Problem to work on
Find every line in the records below that contains the word "plastic", matching case exactly, and copy each of those lines.

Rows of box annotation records
****

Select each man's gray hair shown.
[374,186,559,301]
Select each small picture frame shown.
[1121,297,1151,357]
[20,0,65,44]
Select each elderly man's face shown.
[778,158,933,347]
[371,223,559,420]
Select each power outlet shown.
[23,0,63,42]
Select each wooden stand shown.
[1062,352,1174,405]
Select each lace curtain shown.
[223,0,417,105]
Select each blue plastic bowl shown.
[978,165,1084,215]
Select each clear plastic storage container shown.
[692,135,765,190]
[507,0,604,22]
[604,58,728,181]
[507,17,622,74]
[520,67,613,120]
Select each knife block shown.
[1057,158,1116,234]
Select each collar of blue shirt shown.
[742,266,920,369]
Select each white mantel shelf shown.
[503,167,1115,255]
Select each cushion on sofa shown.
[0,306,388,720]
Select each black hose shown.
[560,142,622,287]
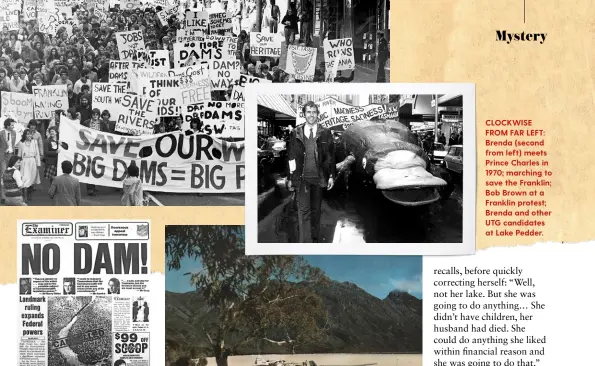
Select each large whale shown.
[337,121,447,206]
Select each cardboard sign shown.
[296,98,384,131]
[250,32,281,58]
[0,91,34,127]
[184,9,209,33]
[209,13,233,33]
[285,45,318,81]
[116,30,145,60]
[91,83,159,135]
[33,85,68,122]
[324,38,355,71]
[209,60,241,90]
[58,120,245,193]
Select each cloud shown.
[389,275,423,294]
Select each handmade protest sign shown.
[58,120,245,193]
[250,32,281,57]
[91,83,159,135]
[209,60,241,90]
[157,6,178,27]
[184,9,209,32]
[285,45,318,81]
[116,30,145,60]
[324,38,355,71]
[182,101,244,138]
[33,85,68,119]
[0,91,34,127]
[136,50,169,69]
[209,13,233,33]
[108,60,144,83]
[296,98,384,131]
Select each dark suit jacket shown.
[0,130,17,158]
[48,174,81,206]
[287,124,337,186]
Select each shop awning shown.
[257,94,296,118]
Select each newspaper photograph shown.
[17,220,154,366]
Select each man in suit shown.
[287,101,336,243]
[48,161,81,206]
[0,118,17,204]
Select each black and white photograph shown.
[19,278,31,295]
[47,296,112,366]
[107,277,120,294]
[132,297,150,323]
[62,277,76,295]
[246,84,475,254]
[0,0,390,206]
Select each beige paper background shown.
[0,0,595,284]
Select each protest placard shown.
[33,85,68,119]
[116,30,145,60]
[58,120,245,193]
[0,91,33,127]
[296,98,385,131]
[250,32,281,57]
[285,45,318,81]
[91,83,159,135]
[324,38,355,71]
[184,9,209,32]
[136,50,169,69]
[209,13,233,34]
[209,60,241,90]
[157,6,178,27]
[108,60,144,83]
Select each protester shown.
[48,160,81,206]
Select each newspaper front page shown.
[17,220,154,366]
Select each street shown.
[258,168,463,243]
[20,177,244,206]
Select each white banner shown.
[58,120,245,193]
[92,83,159,135]
[324,38,355,71]
[33,85,68,118]
[16,220,157,366]
[285,45,318,81]
[116,30,145,60]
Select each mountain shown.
[165,281,422,354]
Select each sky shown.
[165,255,422,299]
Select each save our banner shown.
[58,120,245,193]
[296,98,385,131]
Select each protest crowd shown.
[0,0,372,205]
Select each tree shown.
[165,226,328,366]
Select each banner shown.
[0,91,34,128]
[33,85,68,118]
[58,120,245,193]
[18,220,157,366]
[92,83,159,135]
[116,30,145,60]
[285,45,318,81]
[136,50,169,69]
[296,98,384,131]
[324,38,355,71]
[209,60,241,90]
[184,9,209,33]
[209,13,233,33]
[250,32,281,57]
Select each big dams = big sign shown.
[58,120,245,193]
[297,98,385,131]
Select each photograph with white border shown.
[245,83,476,255]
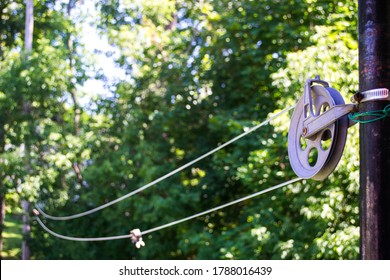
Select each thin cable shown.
[142,178,303,235]
[36,178,302,242]
[348,104,390,124]
[35,105,296,221]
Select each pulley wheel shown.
[288,85,348,180]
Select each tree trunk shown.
[67,0,84,186]
[0,194,5,259]
[22,0,34,260]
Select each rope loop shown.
[348,104,390,124]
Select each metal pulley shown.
[288,76,356,180]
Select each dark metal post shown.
[359,0,390,259]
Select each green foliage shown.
[0,0,359,259]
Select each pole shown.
[22,0,34,260]
[358,0,390,260]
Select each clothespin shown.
[130,228,145,249]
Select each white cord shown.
[35,105,295,221]
[36,178,302,241]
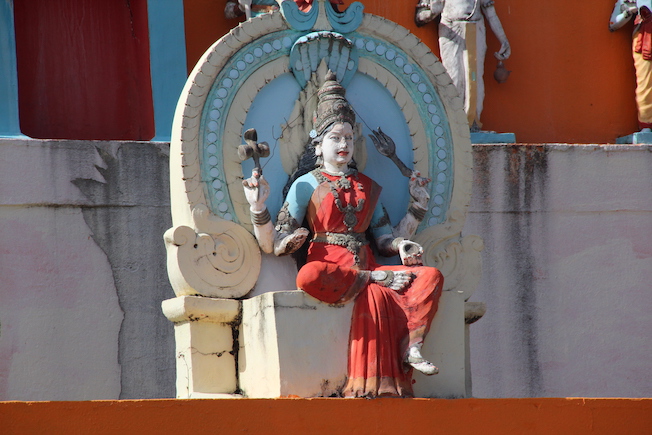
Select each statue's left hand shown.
[409,171,430,209]
[398,240,423,266]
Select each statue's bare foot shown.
[405,344,439,376]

****

Task output
Select each blue plastic bowl shown.
Select each clear plastic storage container shown.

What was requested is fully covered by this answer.